> _What you are asked to do_
Copy all the records again, swapping every "wanted" for "expected" and changing nothing else. Omit the pictures from your copy.

Excerpts from a point labeling dataset
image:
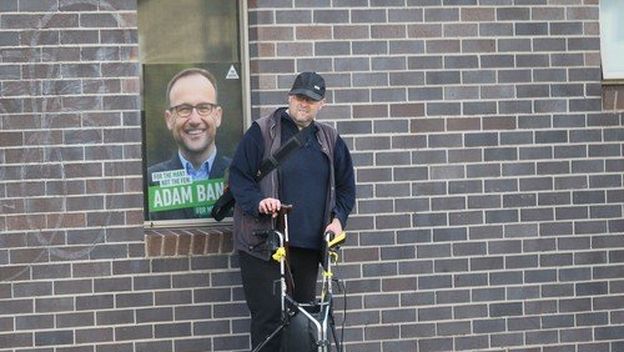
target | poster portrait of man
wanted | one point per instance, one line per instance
(193, 122)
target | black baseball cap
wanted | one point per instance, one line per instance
(310, 84)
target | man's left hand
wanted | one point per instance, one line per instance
(335, 227)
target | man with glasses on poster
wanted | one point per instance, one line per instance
(183, 186)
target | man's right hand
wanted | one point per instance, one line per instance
(269, 206)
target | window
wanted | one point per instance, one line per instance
(612, 39)
(195, 103)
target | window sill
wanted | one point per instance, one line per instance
(612, 97)
(176, 242)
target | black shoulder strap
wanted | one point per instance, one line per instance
(285, 150)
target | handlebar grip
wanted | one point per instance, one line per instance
(335, 240)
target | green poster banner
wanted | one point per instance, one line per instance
(197, 194)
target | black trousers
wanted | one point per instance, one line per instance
(262, 290)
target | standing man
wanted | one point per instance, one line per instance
(317, 179)
(193, 117)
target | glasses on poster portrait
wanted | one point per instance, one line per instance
(185, 110)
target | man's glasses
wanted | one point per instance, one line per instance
(185, 110)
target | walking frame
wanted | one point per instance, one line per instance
(323, 322)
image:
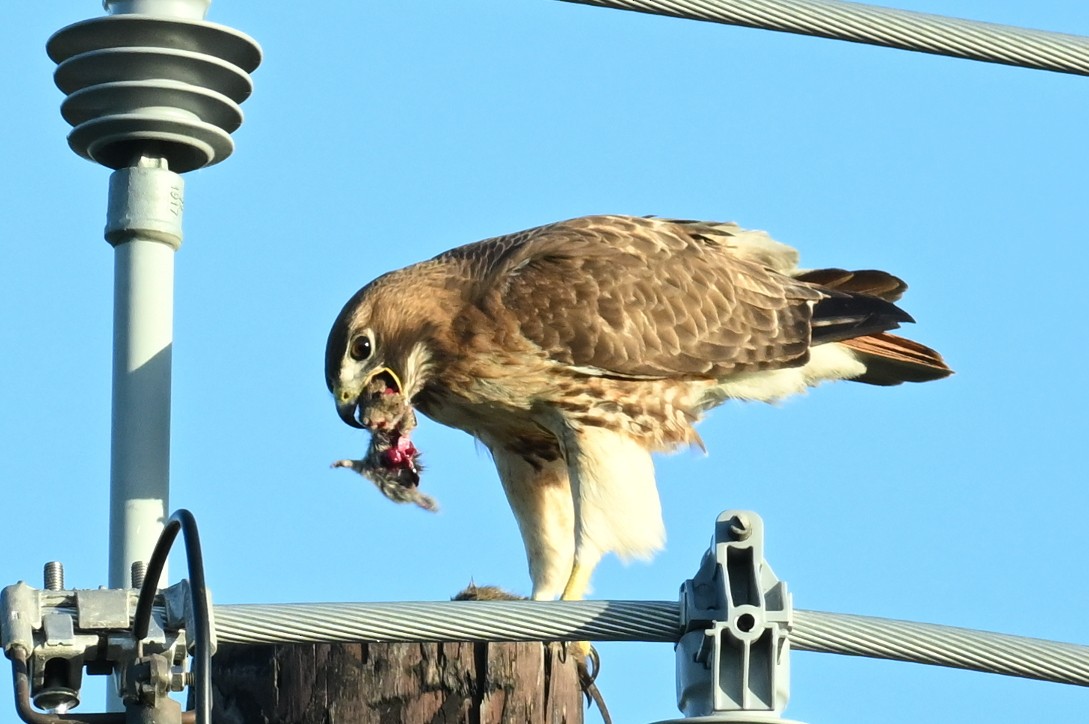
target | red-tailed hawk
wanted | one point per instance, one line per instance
(575, 350)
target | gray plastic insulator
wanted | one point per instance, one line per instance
(733, 658)
(154, 85)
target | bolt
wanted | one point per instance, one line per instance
(54, 576)
(137, 572)
(181, 679)
(739, 527)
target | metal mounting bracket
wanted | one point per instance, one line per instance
(733, 659)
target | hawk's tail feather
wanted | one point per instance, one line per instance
(871, 282)
(847, 315)
(891, 359)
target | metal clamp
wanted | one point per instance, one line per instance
(52, 635)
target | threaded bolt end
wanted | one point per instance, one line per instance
(137, 573)
(53, 573)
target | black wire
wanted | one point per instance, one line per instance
(183, 520)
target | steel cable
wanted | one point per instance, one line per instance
(883, 26)
(643, 621)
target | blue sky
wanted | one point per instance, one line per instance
(380, 134)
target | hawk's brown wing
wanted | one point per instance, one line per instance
(641, 297)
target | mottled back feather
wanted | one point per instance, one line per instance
(643, 297)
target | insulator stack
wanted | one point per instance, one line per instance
(143, 83)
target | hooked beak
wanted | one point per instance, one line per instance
(346, 412)
(349, 407)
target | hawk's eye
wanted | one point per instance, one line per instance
(361, 347)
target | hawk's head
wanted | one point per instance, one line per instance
(378, 352)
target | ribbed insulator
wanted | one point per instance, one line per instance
(148, 85)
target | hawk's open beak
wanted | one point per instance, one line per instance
(349, 409)
(346, 412)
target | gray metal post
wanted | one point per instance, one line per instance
(144, 223)
(153, 91)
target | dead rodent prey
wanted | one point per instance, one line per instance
(392, 461)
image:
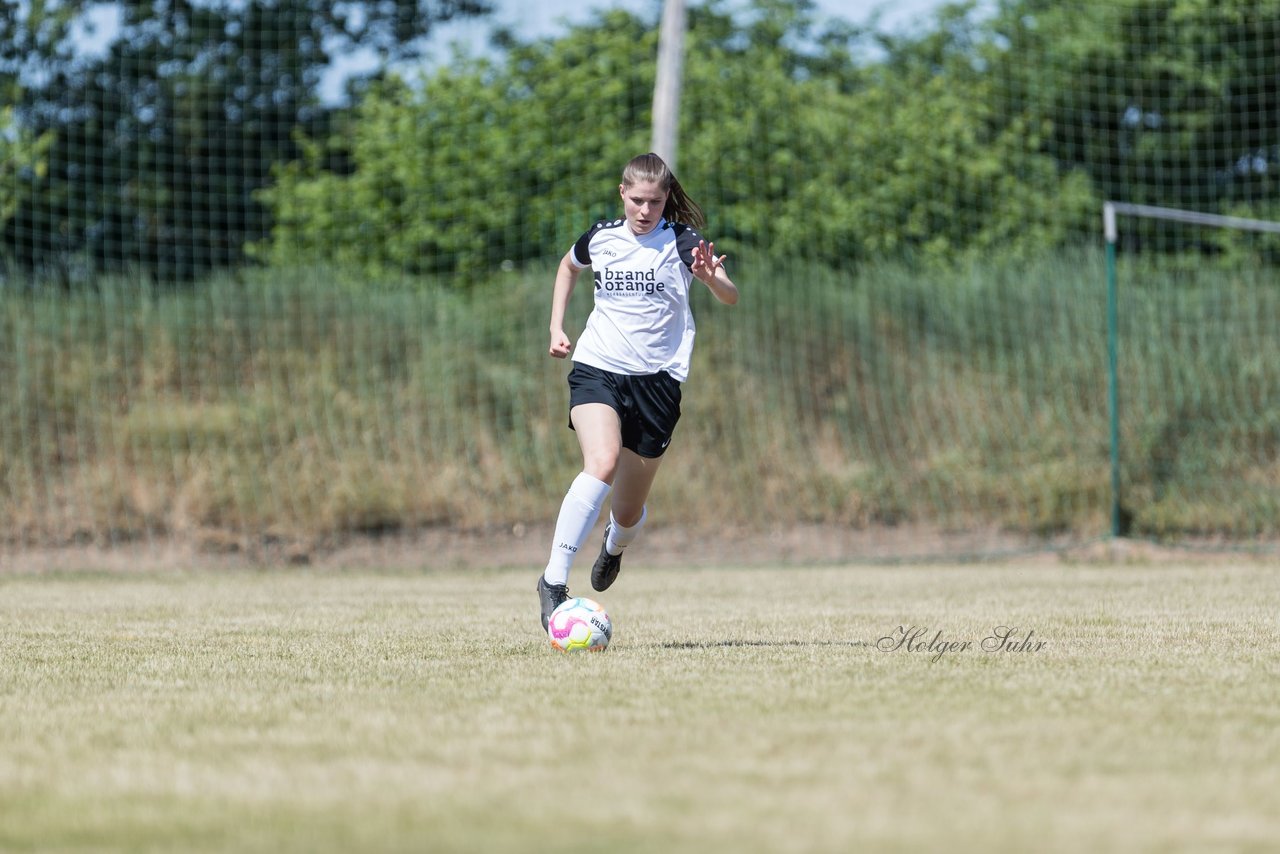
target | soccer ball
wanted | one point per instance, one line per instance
(580, 625)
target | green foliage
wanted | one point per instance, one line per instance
(304, 406)
(478, 164)
(163, 138)
(804, 154)
(22, 163)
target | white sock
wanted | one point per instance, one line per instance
(621, 537)
(579, 511)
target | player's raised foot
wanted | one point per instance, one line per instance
(607, 566)
(551, 596)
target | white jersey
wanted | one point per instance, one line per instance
(641, 322)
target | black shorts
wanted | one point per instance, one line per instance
(647, 405)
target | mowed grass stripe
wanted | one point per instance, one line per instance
(737, 711)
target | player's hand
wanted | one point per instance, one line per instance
(705, 263)
(561, 345)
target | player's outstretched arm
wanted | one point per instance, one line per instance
(711, 272)
(566, 277)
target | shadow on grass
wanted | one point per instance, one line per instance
(718, 644)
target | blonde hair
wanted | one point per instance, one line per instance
(652, 168)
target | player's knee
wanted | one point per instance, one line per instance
(602, 466)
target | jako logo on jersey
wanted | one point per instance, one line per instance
(629, 282)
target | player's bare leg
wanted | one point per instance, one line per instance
(600, 438)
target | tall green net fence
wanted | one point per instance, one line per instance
(242, 309)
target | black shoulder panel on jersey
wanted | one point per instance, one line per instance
(583, 247)
(686, 238)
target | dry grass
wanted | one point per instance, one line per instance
(739, 711)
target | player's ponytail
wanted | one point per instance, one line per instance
(680, 208)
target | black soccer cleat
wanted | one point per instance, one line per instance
(551, 597)
(606, 569)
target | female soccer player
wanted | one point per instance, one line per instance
(629, 362)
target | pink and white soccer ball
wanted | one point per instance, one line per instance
(580, 625)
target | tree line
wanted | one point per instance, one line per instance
(199, 140)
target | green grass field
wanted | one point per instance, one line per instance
(737, 711)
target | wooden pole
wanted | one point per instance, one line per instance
(666, 90)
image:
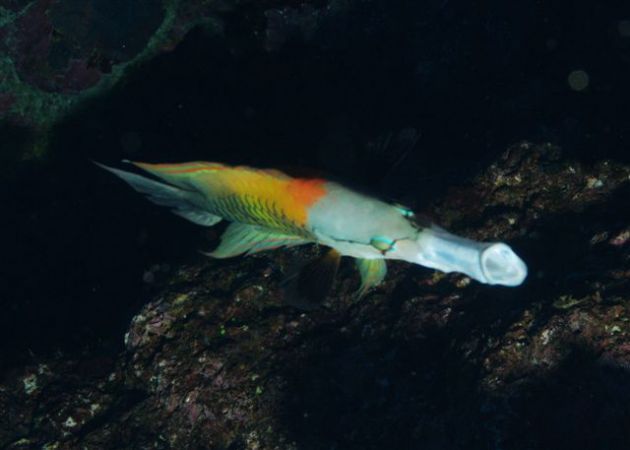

> _Task solution_
image:
target | poster portrait of man
expected | one point per instance, one line per instance
(193, 122)
target | black baseball cap
expected | one point per instance, one line per instance
(310, 84)
target | man's left hand
expected | one point per instance, one line per instance
(335, 227)
target | man with glasses on poster
expected | one point per instance, one line per instance
(183, 186)
target | man's right hand
expected | one point per instance, one line per instance
(269, 206)
target | window
expected | one point per instance, one line per instance
(612, 39)
(195, 103)
target | window sill
expected | one point per instance, one line per instance
(612, 97)
(176, 242)
target | black shoulder strap
expected | one point per instance, one line per instance
(285, 150)
target | handlebar grip
expected | one point per instance, one line per instance
(335, 240)
target | green poster banner
expected | one point per instance, one line per instance
(197, 194)
target | black trousers
expected | one point per instance, one line per instance
(262, 290)
target | standing man
expected | one point per instance, one line per instance
(317, 179)
(193, 117)
target | glasses on poster portrait
expected | one point per instance, one line per instance
(185, 110)
target | man's glasses
expected | one point per instance, one line per instance
(185, 110)
target | walking frame
expected | one point per instance, one line per instance
(323, 322)
image:
target | red-tailed hawk
expected | one point per instance, one line per instance
(575, 350)
target | gray plastic insulator
expected | one point per instance, one line per instance
(733, 658)
(154, 85)
target | bolt
expected | one point per instance, one line per instance
(54, 576)
(137, 572)
(181, 679)
(739, 527)
target | metal mounting bracket
expected | one point per instance, one line per instance
(733, 659)
target | hawk's tail feather
expected | one point per instance, one line per instance
(871, 282)
(847, 315)
(891, 359)
target | metal clamp
expected | one point per instance, one line per instance
(52, 635)
target | threaded bolt end
expected | one point per instance, one line per instance
(137, 573)
(53, 573)
target | black wire
expected | one point per instance, one line per instance
(183, 520)
target | steel cable
expected | one point per instance, one line per instance
(883, 26)
(643, 621)
target | blue sky
expected | one point per instance, one line per instance
(380, 134)
target | hawk's brown wing
expected | one point per instance, one line per instance
(641, 297)
target | mottled back feather
expected | one point per instance, one line per instance
(643, 297)
target | insulator stack
expected | one point per instance, one line per instance
(143, 83)
target | hooked beak
expected | one point per instance, one line per instance
(346, 412)
(349, 407)
target | hawk's eye
expected | one point per instance, one line per instance
(361, 347)
target | hawk's head
expected | one point per instance, one line per instance
(378, 352)
target | ribbed insulator
expected | one point per instance, one line per instance
(148, 85)
target | hawk's open beak
expected | one point per instance, one line per instance
(349, 409)
(346, 412)
target | gray metal post
expected | one point per instance, one line per instance
(144, 223)
(153, 91)
target | dead rodent prey
expected | one point per instance, one line per instance
(392, 461)
image:
target | soccer ball
expected | one point per instance, one line per instance
(580, 625)
target | green foliage
expected | one point per instance, one line per instance
(304, 406)
(478, 164)
(163, 138)
(804, 154)
(22, 163)
target | white sock
expected | one point per instance, one line per instance
(621, 537)
(579, 511)
target | player's raised foot
expected | one point per instance, one line per instance
(607, 566)
(551, 596)
target | white jersey
expected | one point per instance, one line per instance
(641, 322)
target | black shorts
expected | one point per instance, one line per instance
(647, 405)
target | mowed grass stripe
expected | one point per instance, one line per instance
(737, 711)
target | player's hand
expected | one point per instance, one line per instance
(705, 263)
(561, 345)
target | player's outstretched arm
expected | one point per instance, one line per instance
(711, 272)
(566, 277)
target | shadow on grass
expected | one point per instance, one line per instance
(718, 644)
target | blonde hair
expected | one point per instance, one line per instance
(652, 168)
target | player's knee
expected | one point per instance, one line per instance
(602, 466)
target | jako logo on jersey
expected | one point per instance, one line per instance
(629, 282)
target | player's bare leg
expected | one point per instance, one line per instance
(600, 438)
target | tall green net fence
expected | one point per instance, one line per instance
(242, 309)
target | black shoulder panel on jersey
expected | one point per instance, one line per instance
(583, 247)
(686, 238)
target | dry grass
expected | one point per instance, one line per instance
(739, 711)
target | player's ponytail
expected | one point per instance, one line per instance
(680, 208)
target | black soccer cleat
expected | one point per instance, one line per instance
(551, 597)
(606, 569)
target | female soccer player
expected | one point per instance, one line per instance
(629, 362)
target | pink and white soccer ball
expected | one point per instance, one line per instance
(580, 625)
target | tree line
expected | one point per instance, one line per instance
(199, 140)
target | green grass field
expected | one point per instance, one line per instance
(737, 711)
target | wooden pole
expected | one point per instance, one line per instance
(666, 90)
image:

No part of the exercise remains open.